Top of Source passage

SA response to traffic accident a Service Before Self moment

  • Published
  • By Wayne Amann
  • OSI Puiblic Affairs

The last thing Office of Special Investigations Special Agent Stephen Moore’s two daughters expected was to witness their father respond to a traffic accident.

Fortunately, for those involved in the crash, SA Moore, of Procurement Fraud Detachment 4, Operating Location-B, Scott Air Force Base, Ill., knew what to do, and took charge at the scene.    

The wreck occurred on a sunny and clear April 4th afternoon, in a construction area located on Interstate-74, near the Brimfield, Ill., mile-marker. SA Moore and his girls were traveling northbound in a truck while a sport utility vehicle was traveling southbound. The cause of the wreck was not immediately known, however, the SUV careened off the road and flipped end-over-end three times before coming to rest upside down.

SA Moore picks up the story from there.

“I abruptly stopped my vehicle, instructed my 7-year-old and 4-year-old to stay in it, while I rushed to aid the occupants of the SUV,” he said. “I was the first one there and saw the driver was an elderly, heavy-set man, who was unconscious and suspended upside down in his seat. His adult passenger was conscious, trapped on the other side, but seemed relatively okay.”

That’s when two more bystanders arrived at the scene. SA Moore instructed one to free the passenger and the other to grab his (Moore’s) medical kit and flashlight from his truck, while he began working on freeing the driver.

“Initially, his door was bent and stuck from the wreck,” SA Moore recalled. “I had to pull the door open enough to get my body in between where I could use leverage from the vehicle to bend the door open enough to get him out. After I opened the door, I used a knife to cut his seat belt and catch his unconscious body.”

Bottom of Source passage
Top of Extracted information

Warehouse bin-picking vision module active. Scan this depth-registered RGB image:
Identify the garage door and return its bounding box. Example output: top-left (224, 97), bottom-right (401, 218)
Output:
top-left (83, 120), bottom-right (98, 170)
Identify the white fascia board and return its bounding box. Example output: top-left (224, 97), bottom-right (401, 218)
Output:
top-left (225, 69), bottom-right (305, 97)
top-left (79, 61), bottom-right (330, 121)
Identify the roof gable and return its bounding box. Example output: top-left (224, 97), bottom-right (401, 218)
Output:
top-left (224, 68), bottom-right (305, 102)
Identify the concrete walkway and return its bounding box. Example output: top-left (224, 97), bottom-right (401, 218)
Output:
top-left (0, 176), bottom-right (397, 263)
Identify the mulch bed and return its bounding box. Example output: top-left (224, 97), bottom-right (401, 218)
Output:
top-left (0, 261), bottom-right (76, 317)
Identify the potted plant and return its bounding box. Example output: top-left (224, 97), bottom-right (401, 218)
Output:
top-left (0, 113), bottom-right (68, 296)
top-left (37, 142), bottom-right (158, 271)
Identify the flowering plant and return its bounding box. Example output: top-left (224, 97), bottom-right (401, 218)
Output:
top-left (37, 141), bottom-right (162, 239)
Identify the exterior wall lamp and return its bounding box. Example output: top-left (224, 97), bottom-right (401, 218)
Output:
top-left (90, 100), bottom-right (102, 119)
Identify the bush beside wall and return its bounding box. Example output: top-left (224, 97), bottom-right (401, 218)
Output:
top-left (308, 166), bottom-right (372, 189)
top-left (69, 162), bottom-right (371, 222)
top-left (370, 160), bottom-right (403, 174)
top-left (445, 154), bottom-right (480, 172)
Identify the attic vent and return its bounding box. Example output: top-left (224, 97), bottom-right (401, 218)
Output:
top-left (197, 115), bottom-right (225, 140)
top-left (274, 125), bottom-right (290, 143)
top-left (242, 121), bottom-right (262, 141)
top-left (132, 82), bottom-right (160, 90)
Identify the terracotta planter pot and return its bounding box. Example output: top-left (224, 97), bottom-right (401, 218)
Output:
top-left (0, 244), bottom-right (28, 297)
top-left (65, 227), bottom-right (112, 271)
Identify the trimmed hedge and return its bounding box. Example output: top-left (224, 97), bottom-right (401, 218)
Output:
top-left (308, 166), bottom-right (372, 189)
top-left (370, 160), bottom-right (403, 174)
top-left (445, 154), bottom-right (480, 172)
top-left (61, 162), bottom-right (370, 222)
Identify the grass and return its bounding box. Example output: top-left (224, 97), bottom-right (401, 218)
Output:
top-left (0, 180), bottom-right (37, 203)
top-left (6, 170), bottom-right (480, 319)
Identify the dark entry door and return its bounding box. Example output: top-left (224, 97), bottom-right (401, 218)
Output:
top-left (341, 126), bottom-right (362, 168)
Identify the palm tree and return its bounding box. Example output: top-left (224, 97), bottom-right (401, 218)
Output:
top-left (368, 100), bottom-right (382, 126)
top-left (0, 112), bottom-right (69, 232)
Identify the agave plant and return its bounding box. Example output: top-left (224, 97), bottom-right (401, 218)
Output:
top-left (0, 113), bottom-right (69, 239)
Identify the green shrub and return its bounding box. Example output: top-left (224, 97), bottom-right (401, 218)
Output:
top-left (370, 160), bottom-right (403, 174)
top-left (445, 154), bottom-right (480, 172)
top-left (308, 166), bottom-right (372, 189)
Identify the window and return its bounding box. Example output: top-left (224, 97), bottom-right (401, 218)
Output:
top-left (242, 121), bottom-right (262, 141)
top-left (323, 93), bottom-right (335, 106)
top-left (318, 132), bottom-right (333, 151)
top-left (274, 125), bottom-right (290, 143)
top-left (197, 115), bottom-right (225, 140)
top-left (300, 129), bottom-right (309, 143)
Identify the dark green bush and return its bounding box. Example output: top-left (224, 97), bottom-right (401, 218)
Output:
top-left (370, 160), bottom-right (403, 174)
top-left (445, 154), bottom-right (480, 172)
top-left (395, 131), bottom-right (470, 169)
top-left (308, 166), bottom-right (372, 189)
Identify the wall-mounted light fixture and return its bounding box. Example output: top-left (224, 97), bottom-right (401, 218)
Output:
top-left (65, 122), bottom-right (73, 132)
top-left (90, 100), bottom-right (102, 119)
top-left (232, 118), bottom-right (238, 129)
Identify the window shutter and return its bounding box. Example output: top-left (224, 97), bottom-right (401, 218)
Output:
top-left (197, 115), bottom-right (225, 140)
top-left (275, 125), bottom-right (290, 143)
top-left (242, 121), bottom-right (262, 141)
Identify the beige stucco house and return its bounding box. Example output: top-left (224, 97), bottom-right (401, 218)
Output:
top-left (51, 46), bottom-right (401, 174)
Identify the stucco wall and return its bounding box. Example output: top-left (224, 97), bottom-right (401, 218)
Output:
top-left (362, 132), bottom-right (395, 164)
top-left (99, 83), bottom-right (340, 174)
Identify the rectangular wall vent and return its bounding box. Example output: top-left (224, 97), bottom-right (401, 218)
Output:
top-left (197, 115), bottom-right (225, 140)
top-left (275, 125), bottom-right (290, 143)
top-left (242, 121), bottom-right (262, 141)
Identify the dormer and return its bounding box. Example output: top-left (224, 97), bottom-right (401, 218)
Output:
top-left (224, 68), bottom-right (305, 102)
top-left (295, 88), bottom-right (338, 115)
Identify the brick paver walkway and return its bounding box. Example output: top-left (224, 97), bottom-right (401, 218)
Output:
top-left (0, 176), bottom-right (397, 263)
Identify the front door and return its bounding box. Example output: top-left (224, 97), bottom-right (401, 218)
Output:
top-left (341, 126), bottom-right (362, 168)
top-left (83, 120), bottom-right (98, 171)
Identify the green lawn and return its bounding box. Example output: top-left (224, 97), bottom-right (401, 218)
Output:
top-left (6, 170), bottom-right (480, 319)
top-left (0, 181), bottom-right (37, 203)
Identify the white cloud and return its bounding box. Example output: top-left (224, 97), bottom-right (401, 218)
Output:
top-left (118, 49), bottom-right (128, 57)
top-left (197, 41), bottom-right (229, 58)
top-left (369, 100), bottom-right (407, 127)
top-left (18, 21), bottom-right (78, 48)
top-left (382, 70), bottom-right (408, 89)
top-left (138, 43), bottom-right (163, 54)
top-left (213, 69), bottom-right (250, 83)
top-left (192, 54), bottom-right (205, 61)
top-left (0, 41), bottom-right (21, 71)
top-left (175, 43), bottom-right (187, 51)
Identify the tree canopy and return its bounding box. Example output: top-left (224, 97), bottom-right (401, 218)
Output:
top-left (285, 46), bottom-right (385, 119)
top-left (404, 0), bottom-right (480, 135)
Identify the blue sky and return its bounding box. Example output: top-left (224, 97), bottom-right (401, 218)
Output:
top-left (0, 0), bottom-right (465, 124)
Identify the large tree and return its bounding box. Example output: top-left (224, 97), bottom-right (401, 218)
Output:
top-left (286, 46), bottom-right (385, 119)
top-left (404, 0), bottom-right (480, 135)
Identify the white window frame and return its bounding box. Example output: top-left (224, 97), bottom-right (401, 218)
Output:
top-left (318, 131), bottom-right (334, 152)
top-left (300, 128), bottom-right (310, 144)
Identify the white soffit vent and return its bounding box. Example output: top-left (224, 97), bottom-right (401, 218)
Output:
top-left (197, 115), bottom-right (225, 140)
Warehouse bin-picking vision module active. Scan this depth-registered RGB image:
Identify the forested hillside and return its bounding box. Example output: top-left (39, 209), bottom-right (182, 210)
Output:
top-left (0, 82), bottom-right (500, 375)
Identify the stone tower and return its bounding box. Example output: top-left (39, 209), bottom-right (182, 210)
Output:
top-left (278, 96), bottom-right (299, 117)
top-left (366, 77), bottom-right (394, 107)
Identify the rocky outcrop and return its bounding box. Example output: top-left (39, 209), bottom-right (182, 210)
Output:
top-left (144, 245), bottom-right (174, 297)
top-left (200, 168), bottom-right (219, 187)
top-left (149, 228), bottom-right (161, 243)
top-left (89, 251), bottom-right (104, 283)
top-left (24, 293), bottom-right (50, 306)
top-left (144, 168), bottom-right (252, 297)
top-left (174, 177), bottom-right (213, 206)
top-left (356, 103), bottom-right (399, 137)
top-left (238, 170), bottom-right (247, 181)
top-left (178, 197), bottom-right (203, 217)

Bottom of Extracted information

» Work request A
Answer these from the accident article:
(i) On which interstate did the wreck happen?
(ii) How many times did the SUV flip before it stopped?
(iii) What did SA Moore use to cut the driver's seat belt?
» Work request B
Reproduce the stretch of the accident article from "Fortunately, for those" through "rest upside down.".
The items have nothing to do with the accident article.

» Output A
(i) Interstate-74
(ii) Three times, end-over-end
(iii) A knife

» Output B
Fortunately, for those involved in the crash, SA Moore, of Procurement Fraud Detachment 4, Operating Location-B, Scott Air Force Base, Ill., knew what to do, and took charge at the scene.    

The wreck occurred on a sunny and clear April 4th afternoon, in a construction area located on Interstate-74, near the Brimfield, Ill., mile-marker. SA Moore and his girls were traveling northbound in a truck while a sport utility vehicle was traveling southbound. The cause of the wreck was not immediately known, however, the SUV careened off the road and flipped end-over-end three times before coming to rest upside down.